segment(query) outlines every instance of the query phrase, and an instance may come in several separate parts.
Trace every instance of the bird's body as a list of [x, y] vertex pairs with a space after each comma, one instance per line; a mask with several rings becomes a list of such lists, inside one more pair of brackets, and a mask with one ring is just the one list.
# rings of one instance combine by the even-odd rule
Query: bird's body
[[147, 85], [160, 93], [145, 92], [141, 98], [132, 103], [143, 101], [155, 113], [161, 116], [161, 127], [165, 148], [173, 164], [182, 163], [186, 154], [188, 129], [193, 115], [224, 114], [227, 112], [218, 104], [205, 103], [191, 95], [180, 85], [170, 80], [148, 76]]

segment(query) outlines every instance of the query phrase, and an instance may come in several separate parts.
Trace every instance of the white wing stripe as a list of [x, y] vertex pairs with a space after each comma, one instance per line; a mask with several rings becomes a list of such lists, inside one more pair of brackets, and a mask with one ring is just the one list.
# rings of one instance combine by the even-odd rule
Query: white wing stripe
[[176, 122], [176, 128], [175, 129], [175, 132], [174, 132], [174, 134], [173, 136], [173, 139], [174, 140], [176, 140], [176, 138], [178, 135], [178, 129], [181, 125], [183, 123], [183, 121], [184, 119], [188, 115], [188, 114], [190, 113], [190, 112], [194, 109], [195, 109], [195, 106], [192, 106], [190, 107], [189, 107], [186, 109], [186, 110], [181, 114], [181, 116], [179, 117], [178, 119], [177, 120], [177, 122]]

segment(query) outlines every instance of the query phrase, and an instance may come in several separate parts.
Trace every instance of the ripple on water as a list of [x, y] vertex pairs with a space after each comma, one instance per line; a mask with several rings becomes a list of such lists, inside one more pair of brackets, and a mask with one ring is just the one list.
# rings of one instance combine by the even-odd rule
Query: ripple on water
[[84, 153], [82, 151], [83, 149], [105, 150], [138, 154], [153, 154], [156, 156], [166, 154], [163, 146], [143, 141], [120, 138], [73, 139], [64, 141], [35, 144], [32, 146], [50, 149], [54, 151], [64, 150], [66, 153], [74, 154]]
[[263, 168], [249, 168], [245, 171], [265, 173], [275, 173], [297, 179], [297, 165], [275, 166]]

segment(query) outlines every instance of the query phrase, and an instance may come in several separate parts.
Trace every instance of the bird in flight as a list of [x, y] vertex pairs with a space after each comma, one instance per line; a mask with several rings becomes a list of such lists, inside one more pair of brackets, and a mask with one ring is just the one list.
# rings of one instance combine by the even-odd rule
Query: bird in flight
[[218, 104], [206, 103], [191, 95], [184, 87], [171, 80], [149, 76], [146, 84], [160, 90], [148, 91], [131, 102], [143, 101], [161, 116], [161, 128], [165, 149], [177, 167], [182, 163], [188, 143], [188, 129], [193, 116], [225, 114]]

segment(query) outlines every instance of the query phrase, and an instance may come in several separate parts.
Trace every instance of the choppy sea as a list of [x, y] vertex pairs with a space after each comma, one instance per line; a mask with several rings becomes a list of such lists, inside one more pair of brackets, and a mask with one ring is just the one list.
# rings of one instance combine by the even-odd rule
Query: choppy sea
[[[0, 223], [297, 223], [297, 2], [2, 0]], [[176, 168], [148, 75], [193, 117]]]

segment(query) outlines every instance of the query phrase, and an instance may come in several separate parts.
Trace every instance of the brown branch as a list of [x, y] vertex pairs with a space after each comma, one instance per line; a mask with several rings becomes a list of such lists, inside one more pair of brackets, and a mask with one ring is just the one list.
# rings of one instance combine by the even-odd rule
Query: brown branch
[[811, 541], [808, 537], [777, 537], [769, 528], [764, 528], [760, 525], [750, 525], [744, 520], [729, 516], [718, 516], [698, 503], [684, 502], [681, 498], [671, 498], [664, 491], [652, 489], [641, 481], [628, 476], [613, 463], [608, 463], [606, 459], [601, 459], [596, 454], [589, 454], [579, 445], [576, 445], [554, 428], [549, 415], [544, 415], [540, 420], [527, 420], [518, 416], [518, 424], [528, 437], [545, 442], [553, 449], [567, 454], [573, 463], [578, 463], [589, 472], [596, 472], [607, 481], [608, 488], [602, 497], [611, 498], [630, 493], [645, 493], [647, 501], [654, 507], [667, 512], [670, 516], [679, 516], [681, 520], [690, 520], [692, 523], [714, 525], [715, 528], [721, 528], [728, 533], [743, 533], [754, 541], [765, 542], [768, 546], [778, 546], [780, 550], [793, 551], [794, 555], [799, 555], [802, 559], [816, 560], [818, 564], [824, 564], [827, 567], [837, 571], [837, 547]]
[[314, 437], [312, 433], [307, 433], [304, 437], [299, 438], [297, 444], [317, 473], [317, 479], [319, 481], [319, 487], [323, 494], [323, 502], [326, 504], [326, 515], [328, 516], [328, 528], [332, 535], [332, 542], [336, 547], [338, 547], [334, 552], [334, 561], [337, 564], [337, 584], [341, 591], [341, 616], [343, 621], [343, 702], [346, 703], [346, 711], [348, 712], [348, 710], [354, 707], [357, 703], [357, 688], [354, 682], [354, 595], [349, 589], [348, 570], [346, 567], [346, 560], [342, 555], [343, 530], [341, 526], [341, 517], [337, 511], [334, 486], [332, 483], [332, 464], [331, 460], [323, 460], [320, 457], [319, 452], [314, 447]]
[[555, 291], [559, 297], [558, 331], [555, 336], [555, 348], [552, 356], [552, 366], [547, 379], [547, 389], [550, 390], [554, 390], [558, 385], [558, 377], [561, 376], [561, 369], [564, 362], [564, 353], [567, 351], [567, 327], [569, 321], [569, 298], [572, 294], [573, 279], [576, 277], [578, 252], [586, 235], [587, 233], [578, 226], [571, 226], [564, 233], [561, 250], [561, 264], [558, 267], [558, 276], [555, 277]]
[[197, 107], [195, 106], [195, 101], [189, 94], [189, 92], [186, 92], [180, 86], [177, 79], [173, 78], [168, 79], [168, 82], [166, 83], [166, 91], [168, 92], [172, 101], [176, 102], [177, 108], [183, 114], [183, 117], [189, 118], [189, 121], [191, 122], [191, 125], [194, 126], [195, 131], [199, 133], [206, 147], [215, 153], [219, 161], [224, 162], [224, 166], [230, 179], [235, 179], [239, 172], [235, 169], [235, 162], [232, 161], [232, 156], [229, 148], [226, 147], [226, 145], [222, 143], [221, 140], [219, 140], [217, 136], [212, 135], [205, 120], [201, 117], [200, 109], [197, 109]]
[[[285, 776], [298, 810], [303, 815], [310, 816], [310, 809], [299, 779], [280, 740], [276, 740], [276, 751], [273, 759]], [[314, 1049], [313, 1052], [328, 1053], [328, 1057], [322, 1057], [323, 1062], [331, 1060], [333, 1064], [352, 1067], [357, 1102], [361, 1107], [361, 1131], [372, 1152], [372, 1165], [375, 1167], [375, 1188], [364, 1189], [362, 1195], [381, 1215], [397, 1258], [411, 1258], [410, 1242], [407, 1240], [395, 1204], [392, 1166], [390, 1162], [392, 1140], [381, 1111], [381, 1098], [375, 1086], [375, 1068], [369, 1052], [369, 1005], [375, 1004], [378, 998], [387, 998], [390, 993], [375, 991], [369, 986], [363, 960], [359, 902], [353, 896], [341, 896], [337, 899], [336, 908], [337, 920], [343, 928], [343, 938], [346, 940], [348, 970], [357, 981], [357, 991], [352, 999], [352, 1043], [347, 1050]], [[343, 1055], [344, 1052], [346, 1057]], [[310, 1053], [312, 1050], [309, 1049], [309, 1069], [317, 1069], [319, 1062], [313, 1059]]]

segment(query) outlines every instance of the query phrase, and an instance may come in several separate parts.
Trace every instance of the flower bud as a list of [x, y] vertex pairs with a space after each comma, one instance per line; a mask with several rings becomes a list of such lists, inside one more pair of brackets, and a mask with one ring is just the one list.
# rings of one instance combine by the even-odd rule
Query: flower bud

========

[Set problem] Express the records as a JSON list of strings, starting at the first line and ending at the line that contains "80], [148, 76]]", including both ends. Give one string per line and leave out blank lines.

[Output of the exercise]
[
  "segment(query) outlines every instance of the query phrase, and an instance may come in several separate parts.",
  "Trace every instance of the bird's body as a list of [x, y] vertex pairs with a space after each comma, one instance per line; a mask with several rings becomes a list of such lists, inside one more pair of brackets, and a mask with one ring is just the one list.",
  "# rings of one instance combine by the even-odd rule",
  "Query: bird's body",
  "[[147, 85], [160, 93], [145, 92], [141, 98], [132, 103], [143, 101], [155, 113], [161, 116], [161, 127], [165, 148], [173, 164], [182, 163], [186, 154], [188, 129], [193, 115], [224, 114], [227, 112], [218, 104], [205, 103], [191, 95], [180, 85], [170, 80], [148, 76]]"
]